▸ Selected excerpt:
========
# NEW (to me!) F700 dumpski



## got-h2o (Sep 26, 2008)

My buddie and I picked her up last night. 1992 F700 with a Cummins, 5 over 2, air brakes, pto's, etc. 22.5's with sims, LIKE NEW Coopers all around. Truck has only 45,000 miles. Everything works great.

This was used as a mobile dumpster on jobsites for a couple years and parked in 07. Fresh batts along with a half squirt of ether and she fired right up. Drove out of the 6" ruts she sunk into, and drove it 45 mins home. Came with a full tank of 3.5 year old fuel too!

The ol gal looks way worse in pics than it is. She shined up like a new penny (will get washed pics up soon). Plan is to paint cab white and repaint frame and bed black.

Came with a Meyer truckside and plumbed for a CH spreader. Plan to run a Fisher MC I have on hand, and may convert plow controls to CH as well.

My buddie standing proud. This is where it was sitting and taken before we started it.










After I fired and took for a cruise. Testing bed.


----------



## blk90s13 (Sep 1, 2005)

Nice find good luck with it


----------



## mike6256 (Dec 15, 2007)

Of course she fired she has a cummins!!  Looks good though, should move some snow for ya, good luck...


----------



## got-h2o (Sep 26, 2008)

Thanks guys! And honestly, the second I found out what motor was in it I verbally closed the deal. I knew it would pop off. I'll keep the thread posted on her progress.
========
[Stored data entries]
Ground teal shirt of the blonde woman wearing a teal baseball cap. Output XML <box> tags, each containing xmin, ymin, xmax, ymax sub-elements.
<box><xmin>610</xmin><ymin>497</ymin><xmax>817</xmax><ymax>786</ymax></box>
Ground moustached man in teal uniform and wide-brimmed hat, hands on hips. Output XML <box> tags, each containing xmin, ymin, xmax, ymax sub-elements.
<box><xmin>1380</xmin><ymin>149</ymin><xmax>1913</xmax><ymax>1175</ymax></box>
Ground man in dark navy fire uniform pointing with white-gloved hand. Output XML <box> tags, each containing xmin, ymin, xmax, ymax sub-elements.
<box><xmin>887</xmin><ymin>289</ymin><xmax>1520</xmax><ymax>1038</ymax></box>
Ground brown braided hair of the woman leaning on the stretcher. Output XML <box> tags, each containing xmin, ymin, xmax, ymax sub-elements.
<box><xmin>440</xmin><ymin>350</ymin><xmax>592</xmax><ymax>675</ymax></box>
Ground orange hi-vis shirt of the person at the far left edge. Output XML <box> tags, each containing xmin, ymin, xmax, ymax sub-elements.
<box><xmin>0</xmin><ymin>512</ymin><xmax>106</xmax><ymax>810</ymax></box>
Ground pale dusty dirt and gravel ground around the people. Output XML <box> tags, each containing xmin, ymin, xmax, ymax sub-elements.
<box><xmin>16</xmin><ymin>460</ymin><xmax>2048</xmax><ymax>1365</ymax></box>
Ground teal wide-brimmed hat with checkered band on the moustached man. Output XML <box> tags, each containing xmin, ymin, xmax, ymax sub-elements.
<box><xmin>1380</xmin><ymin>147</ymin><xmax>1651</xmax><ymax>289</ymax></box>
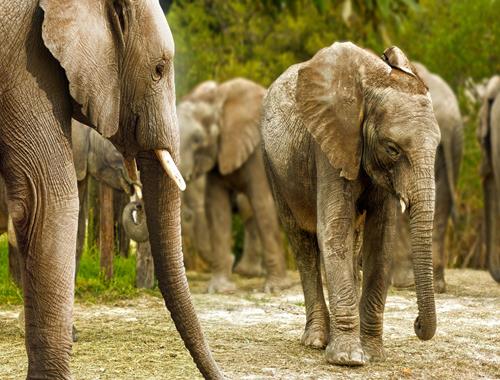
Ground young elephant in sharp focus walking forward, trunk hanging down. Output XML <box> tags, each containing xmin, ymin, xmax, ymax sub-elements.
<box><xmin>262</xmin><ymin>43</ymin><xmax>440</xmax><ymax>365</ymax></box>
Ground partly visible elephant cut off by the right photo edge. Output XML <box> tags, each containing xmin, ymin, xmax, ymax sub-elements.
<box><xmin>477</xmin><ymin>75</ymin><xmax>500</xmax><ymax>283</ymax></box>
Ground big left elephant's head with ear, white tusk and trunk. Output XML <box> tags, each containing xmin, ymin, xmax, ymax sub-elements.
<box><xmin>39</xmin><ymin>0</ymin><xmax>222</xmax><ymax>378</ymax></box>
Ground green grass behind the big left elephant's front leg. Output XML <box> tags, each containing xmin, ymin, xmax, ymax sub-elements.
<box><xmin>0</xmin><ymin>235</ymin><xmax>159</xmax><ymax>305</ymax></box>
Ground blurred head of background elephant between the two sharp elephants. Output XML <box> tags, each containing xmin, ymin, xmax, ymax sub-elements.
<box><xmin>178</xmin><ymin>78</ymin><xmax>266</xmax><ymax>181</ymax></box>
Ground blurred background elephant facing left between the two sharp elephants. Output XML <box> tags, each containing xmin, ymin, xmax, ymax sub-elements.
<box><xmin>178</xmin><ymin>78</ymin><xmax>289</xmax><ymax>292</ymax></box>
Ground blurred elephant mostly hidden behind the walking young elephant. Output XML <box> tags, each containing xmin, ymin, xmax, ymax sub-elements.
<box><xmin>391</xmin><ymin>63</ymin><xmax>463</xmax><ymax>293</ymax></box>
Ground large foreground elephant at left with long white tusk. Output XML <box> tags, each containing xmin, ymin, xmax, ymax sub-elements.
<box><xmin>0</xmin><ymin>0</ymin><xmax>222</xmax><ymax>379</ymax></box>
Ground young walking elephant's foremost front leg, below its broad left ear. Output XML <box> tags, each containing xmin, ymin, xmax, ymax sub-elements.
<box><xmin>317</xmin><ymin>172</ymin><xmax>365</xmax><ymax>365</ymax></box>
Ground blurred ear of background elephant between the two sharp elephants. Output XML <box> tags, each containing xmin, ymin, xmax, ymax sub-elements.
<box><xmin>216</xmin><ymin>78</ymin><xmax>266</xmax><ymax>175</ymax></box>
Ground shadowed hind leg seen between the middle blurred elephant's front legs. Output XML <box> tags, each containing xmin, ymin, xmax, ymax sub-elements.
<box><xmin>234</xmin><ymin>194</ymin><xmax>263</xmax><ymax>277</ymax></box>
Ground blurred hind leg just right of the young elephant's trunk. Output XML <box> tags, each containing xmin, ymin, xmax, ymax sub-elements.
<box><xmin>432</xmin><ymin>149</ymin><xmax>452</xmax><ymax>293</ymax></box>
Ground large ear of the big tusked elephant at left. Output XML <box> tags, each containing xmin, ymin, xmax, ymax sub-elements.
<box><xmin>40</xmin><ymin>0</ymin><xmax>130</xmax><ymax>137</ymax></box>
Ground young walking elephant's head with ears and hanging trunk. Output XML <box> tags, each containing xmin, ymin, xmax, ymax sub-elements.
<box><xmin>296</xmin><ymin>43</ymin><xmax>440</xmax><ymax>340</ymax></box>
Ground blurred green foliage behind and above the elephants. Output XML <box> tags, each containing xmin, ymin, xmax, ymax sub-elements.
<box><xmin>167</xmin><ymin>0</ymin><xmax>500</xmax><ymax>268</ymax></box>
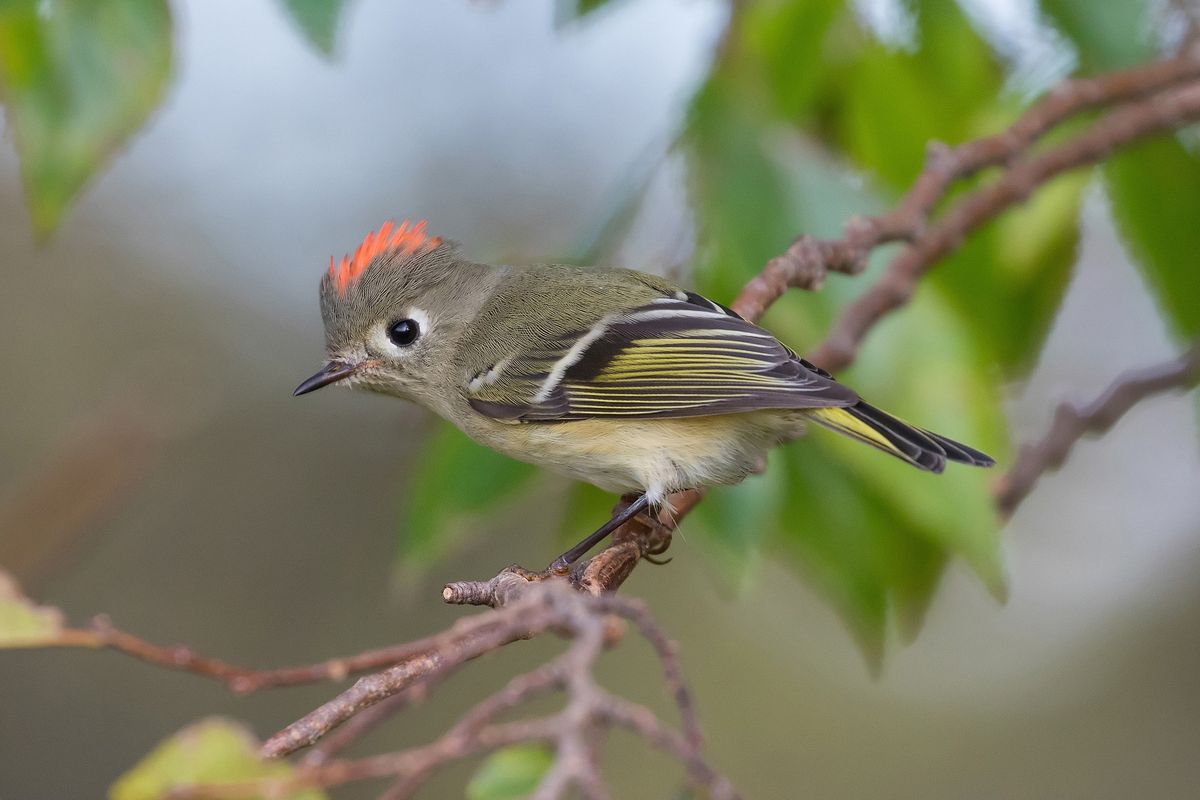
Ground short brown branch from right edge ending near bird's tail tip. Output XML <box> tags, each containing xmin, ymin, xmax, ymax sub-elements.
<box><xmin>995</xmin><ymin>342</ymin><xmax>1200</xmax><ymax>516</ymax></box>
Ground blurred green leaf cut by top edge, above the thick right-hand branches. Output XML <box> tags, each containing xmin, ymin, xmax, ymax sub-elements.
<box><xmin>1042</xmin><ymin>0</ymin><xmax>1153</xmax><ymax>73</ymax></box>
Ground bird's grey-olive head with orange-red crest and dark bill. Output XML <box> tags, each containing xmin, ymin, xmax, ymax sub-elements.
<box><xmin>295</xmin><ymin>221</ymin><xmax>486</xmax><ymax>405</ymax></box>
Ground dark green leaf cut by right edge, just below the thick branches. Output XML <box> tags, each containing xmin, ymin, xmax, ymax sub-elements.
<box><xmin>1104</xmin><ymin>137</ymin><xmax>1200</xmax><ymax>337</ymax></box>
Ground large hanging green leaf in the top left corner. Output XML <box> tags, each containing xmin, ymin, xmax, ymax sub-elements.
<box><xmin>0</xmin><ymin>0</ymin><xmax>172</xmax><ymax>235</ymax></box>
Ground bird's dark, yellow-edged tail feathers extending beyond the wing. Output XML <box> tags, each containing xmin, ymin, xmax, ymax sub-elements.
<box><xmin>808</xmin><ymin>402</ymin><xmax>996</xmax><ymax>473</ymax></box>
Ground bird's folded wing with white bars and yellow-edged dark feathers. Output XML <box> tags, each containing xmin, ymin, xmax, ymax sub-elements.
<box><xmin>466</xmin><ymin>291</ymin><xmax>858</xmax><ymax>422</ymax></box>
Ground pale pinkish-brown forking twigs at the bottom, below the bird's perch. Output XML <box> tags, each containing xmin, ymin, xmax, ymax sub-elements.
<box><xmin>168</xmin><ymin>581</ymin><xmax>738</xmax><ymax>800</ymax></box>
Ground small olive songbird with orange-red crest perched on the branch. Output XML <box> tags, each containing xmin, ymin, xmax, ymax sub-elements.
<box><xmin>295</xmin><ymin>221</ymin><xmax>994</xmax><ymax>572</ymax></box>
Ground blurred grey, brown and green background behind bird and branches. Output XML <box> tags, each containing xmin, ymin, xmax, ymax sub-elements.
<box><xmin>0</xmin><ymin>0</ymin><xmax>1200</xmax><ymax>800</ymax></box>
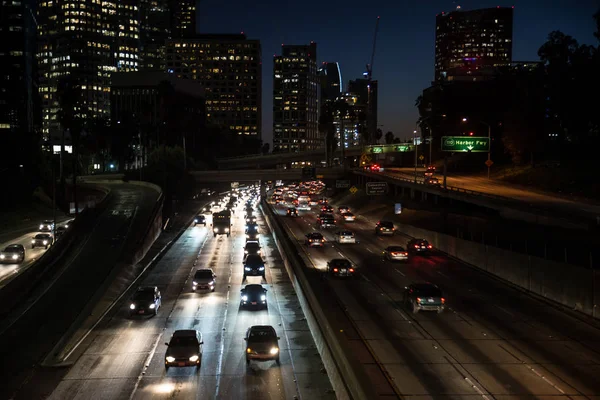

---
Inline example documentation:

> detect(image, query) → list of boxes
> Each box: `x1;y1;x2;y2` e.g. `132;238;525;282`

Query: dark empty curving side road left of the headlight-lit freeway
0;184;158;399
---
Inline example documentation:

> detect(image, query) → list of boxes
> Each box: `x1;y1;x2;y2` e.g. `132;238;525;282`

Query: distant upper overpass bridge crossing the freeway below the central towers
========
▸ Assignment A: How many miles does the truck described in the F700 thread have?
▸ Assignment B: Reproduce everything in the F700 thread from "The ol gal looks" down to "CH as well.".
The data above plays no role here.

▸ Response box A: 45,000 miles.

▸ Response box B:
The ol gal looks way worse in pics than it is. She shined up like a new penny (will get washed pics up soon). Plan is to paint cab white and repaint frame and bed black.

Came with a Meyer truckside and plumbed for a CH spreader. Plan to run a Fisher MC I have on hand, and may convert plow controls to CH as well.